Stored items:
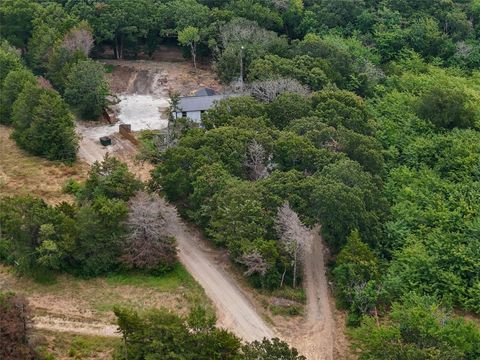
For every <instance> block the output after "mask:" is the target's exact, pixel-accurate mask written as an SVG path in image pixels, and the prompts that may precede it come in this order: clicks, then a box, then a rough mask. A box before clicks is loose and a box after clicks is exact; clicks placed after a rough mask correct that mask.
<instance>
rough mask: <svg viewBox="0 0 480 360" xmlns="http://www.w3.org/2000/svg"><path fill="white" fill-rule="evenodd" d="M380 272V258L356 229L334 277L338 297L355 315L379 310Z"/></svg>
mask: <svg viewBox="0 0 480 360" xmlns="http://www.w3.org/2000/svg"><path fill="white" fill-rule="evenodd" d="M378 272H379V266H378V260H377V258H376V256H375V255H374V254H373V252H372V251H371V250H370V249H369V247H368V245H367V244H365V243H363V242H362V240H361V238H360V233H359V232H358V230H353V231H352V232H351V233H350V235H349V236H348V238H347V243H346V244H345V246H344V247H343V248H342V250H341V251H340V253H339V254H338V256H337V259H336V262H335V268H334V270H333V276H334V278H335V287H336V289H337V295H338V297H339V298H340V300H341V302H342V303H343V305H344V306H345V307H347V308H349V309H350V310H351V311H352V312H353V313H354V314H362V315H363V314H369V313H370V312H371V311H372V310H373V309H375V308H376V303H377V297H378V290H377V289H376V288H375V287H376V283H375V280H377V279H378V277H379V273H378ZM372 286H373V289H372V290H373V291H370V290H371V289H370V288H371V287H372ZM368 295H369V296H368Z"/></svg>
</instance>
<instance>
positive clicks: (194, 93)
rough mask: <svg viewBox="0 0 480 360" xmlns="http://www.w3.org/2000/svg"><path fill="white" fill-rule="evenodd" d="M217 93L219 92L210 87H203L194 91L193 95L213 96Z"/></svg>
mask: <svg viewBox="0 0 480 360" xmlns="http://www.w3.org/2000/svg"><path fill="white" fill-rule="evenodd" d="M213 95H217V92H216V91H215V90H213V89H210V88H201V89H199V90H197V91H195V92H194V93H193V96H213Z"/></svg>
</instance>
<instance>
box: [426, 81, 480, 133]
mask: <svg viewBox="0 0 480 360" xmlns="http://www.w3.org/2000/svg"><path fill="white" fill-rule="evenodd" d="M477 100H478V99H477ZM474 102H476V100H474V99H473V98H472V96H471V95H470V96H469V94H468V93H466V92H465V91H461V90H460V89H458V88H454V89H452V88H444V87H434V88H432V89H430V90H429V91H428V92H427V93H425V94H423V95H422V96H421V97H420V99H419V105H418V110H417V112H418V115H419V116H420V117H422V118H424V119H426V120H429V121H431V122H432V123H433V124H435V125H436V126H438V127H441V128H447V129H452V128H454V127H458V128H469V127H476V126H479V125H478V121H480V112H479V110H478V108H477V107H476V106H475V105H474Z"/></svg>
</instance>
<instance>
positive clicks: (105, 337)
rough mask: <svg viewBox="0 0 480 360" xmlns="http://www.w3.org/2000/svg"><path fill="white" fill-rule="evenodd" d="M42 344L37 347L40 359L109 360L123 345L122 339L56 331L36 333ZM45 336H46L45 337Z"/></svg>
mask: <svg viewBox="0 0 480 360" xmlns="http://www.w3.org/2000/svg"><path fill="white" fill-rule="evenodd" d="M36 334H38V335H40V337H39V338H38V341H39V342H40V344H38V346H37V347H36V349H35V350H36V351H37V353H39V354H40V357H39V358H40V359H43V360H54V359H73V360H82V359H97V358H101V359H107V358H111V354H112V353H113V351H114V350H115V349H116V348H117V347H118V346H119V345H120V344H121V339H120V338H113V337H103V336H90V335H75V334H70V333H62V332H55V331H48V330H42V331H36ZM44 335H45V336H44Z"/></svg>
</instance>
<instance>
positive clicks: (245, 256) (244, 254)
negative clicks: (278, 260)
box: [237, 250, 268, 276]
mask: <svg viewBox="0 0 480 360" xmlns="http://www.w3.org/2000/svg"><path fill="white" fill-rule="evenodd" d="M237 262H238V263H239V264H242V265H245V266H246V267H247V270H246V271H245V272H244V273H243V274H244V275H245V276H251V275H253V274H259V275H260V276H265V274H266V273H267V270H268V264H267V262H266V261H265V259H264V258H263V256H262V254H260V253H259V252H258V250H253V251H251V252H249V253H246V254H243V255H242V256H241V257H240V258H238V259H237Z"/></svg>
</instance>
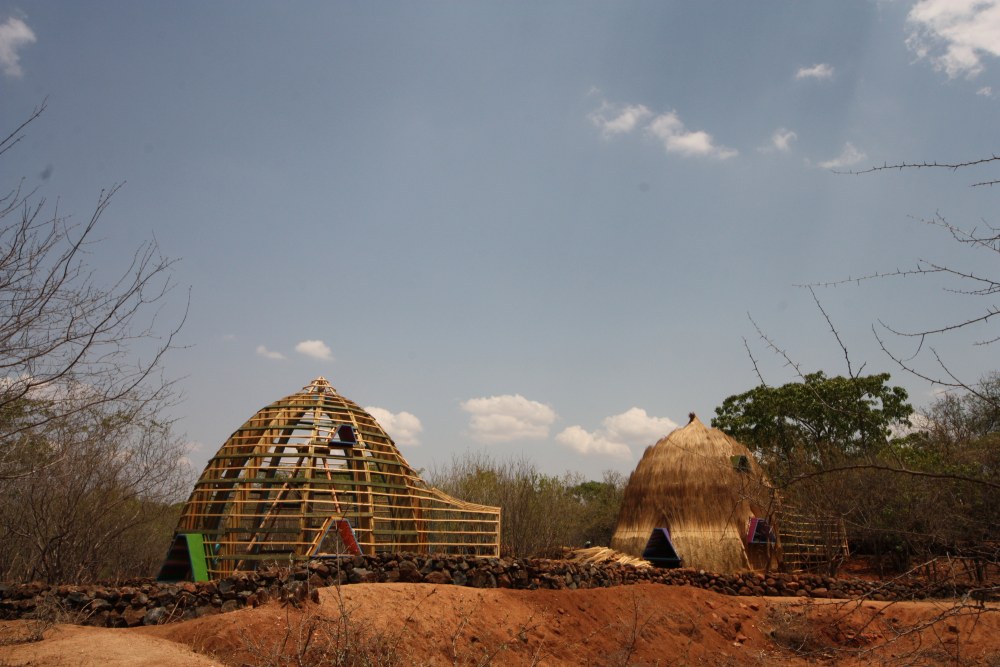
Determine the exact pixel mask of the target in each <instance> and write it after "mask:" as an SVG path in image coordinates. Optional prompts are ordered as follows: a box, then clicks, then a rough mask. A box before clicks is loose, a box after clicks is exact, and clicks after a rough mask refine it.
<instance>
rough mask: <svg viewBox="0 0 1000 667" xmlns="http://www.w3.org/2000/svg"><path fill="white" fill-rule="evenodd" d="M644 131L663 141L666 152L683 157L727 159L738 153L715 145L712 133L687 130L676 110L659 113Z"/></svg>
mask: <svg viewBox="0 0 1000 667" xmlns="http://www.w3.org/2000/svg"><path fill="white" fill-rule="evenodd" d="M646 131H647V132H649V134H650V135H652V136H653V137H655V138H657V139H659V140H660V141H661V142H663V147H664V148H665V149H666V150H667V152H668V153H680V154H681V155H683V156H685V157H691V156H704V157H714V158H718V159H720V160H728V159H729V158H731V157H734V156H736V155H738V154H739V152H738V151H736V150H734V149H731V148H726V147H725V146H716V145H715V143H714V142H713V140H712V135H710V134H709V133H707V132H702V131H697V132H690V131H688V130H687V129H686V128H685V127H684V123H682V122H681V119H680V117H679V116H678V115H677V112H676V111H671V112H670V113H665V114H660V115H659V116H657V117H656V118H654V119H653V120H652V122H650V123H649V125H648V126H647V127H646Z"/></svg>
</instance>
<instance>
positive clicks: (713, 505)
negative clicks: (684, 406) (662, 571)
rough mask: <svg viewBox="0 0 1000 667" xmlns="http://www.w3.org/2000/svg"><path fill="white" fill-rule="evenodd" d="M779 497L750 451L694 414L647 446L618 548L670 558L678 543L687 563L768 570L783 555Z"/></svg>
mask: <svg viewBox="0 0 1000 667" xmlns="http://www.w3.org/2000/svg"><path fill="white" fill-rule="evenodd" d="M774 498H775V494H774V492H773V489H772V487H771V486H770V484H769V483H768V481H767V479H766V477H765V476H764V473H763V471H762V470H761V468H760V466H759V465H758V464H757V461H756V460H754V457H753V456H752V455H751V454H750V451H749V450H748V449H747V448H746V447H744V446H743V445H741V444H740V443H739V442H737V441H736V440H734V439H733V438H731V437H729V436H728V435H726V434H725V433H723V432H722V431H719V430H718V429H714V428H709V427H707V426H705V425H704V424H702V423H701V421H699V420H698V418H697V417H696V416H695V415H694V413H692V414H691V420H690V422H689V423H688V424H687V425H686V426H684V427H683V428H678V429H676V430H674V431H673V432H672V433H670V434H669V435H668V436H667V437H665V438H663V439H662V440H660V441H659V442H657V443H656V444H655V445H653V446H651V447H647V448H646V451H645V453H644V454H643V455H642V460H640V461H639V464H638V465H637V466H636V468H635V470H634V471H633V472H632V475H631V476H630V477H629V481H628V485H627V486H626V487H625V496H624V499H623V501H622V509H621V512H620V514H619V516H618V524H617V526H616V528H615V533H614V537H613V538H612V541H611V547H612V548H613V549H616V550H618V551H621V552H624V553H627V554H632V555H635V556H642V555H643V552H644V551H646V555H647V557H650V555H651V552H652V551H657V552H659V553H658V554H655V556H658V557H659V558H660V560H661V561H663V562H668V561H670V560H671V559H670V558H669V556H670V554H669V551H670V548H671V547H672V549H673V551H674V552H675V553H676V556H677V557H679V561H680V564H682V565H683V566H684V567H693V568H700V569H704V570H708V571H712V572H719V573H731V572H745V571H748V570H763V569H765V568H766V567H767V566H768V565H769V564H770V565H772V566H773V565H774V564H775V560H776V550H777V543H776V538H775V533H774V531H773V526H772V525H771V522H772V521H773V516H774V514H775V509H776V508H775V501H774ZM665 540H666V542H665ZM647 546H648V549H647ZM654 562H656V561H655V560H654ZM674 564H677V563H676V560H675V562H674Z"/></svg>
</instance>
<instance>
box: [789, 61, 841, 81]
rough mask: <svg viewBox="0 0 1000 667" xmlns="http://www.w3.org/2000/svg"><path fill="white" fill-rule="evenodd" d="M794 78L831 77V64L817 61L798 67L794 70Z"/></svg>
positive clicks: (827, 78)
mask: <svg viewBox="0 0 1000 667" xmlns="http://www.w3.org/2000/svg"><path fill="white" fill-rule="evenodd" d="M795 78H796V79H832V78H833V65H827V64H826V63H817V64H815V65H813V66H812V67H800V68H799V69H798V71H797V72H795Z"/></svg>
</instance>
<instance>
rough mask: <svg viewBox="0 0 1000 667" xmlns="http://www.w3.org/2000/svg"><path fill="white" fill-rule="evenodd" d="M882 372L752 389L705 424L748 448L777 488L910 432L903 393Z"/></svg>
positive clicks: (871, 454) (807, 376)
mask: <svg viewBox="0 0 1000 667" xmlns="http://www.w3.org/2000/svg"><path fill="white" fill-rule="evenodd" d="M888 382H889V374H888V373H881V374H878V375H867V376H857V377H843V376H836V377H827V376H826V375H825V374H824V373H823V372H822V371H818V372H816V373H810V374H807V375H805V376H804V377H803V381H802V382H791V383H788V384H785V385H782V386H780V387H770V386H767V385H760V386H759V387H756V388H754V389H751V390H750V391H747V392H744V393H742V394H737V395H735V396H730V397H728V398H727V399H725V400H724V401H723V402H722V405H720V406H719V407H717V408H716V409H715V413H716V416H715V417H714V418H713V419H712V426H714V427H716V428H719V429H721V430H723V431H725V432H726V433H728V434H729V435H731V436H733V437H734V438H736V439H737V440H739V441H740V442H742V443H744V444H745V445H746V446H747V447H749V448H750V449H751V450H752V451H753V452H754V453H755V454H756V455H757V456H758V458H759V459H760V460H761V462H762V463H764V464H765V465H766V466H767V467H768V468H769V470H770V472H771V474H772V475H773V476H775V478H776V480H777V481H779V482H781V481H784V480H785V479H787V478H788V475H789V474H791V473H793V472H796V471H799V472H801V469H800V468H801V465H803V464H805V465H811V466H812V467H818V468H824V467H829V466H832V465H834V464H835V463H841V462H843V461H845V460H852V459H859V458H864V457H866V456H872V455H874V454H877V453H878V452H879V451H881V450H882V449H883V448H884V447H885V445H886V443H887V442H888V441H889V438H890V437H891V434H892V430H893V428H897V427H904V426H910V425H911V424H910V421H909V418H910V416H911V415H912V414H913V407H912V406H911V405H910V404H909V403H907V402H906V401H907V394H906V390H905V389H903V388H901V387H893V386H890V385H889V384H888Z"/></svg>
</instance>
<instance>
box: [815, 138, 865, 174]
mask: <svg viewBox="0 0 1000 667" xmlns="http://www.w3.org/2000/svg"><path fill="white" fill-rule="evenodd" d="M867 157H868V156H867V155H865V153H864V152H863V151H859V150H858V149H857V148H855V147H854V144H852V143H851V142H849V141H848V142H847V143H846V144H844V150H842V151H840V155H838V156H837V157H835V158H833V159H832V160H827V161H826V162H820V163H819V166H821V167H823V168H824V169H843V168H844V167H850V166H851V165H855V164H857V163H859V162H861V161H862V160H864V159H865V158H867Z"/></svg>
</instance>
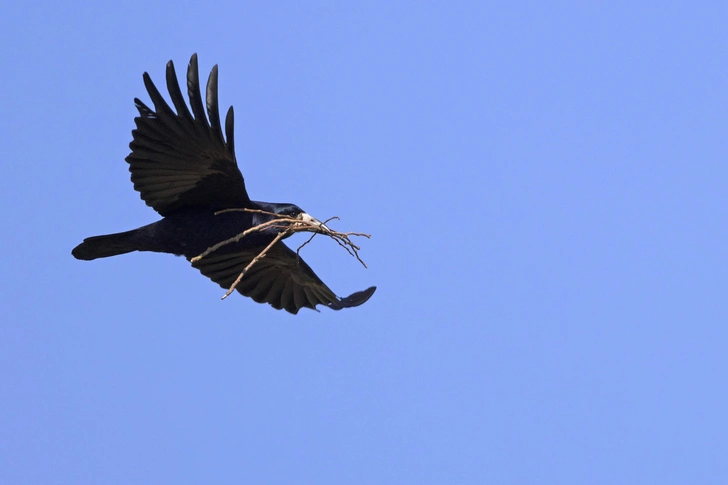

■ Problem details ■
One stretch of the lines above is wanted, from the line that contains "positive clicks: (245, 256) (244, 254)" through the line that contains "negative clicks: (278, 260)". Output it exactly.

■ Result for this exercise ■
positive clicks: (245, 256) (244, 254)
negative clicks: (278, 260)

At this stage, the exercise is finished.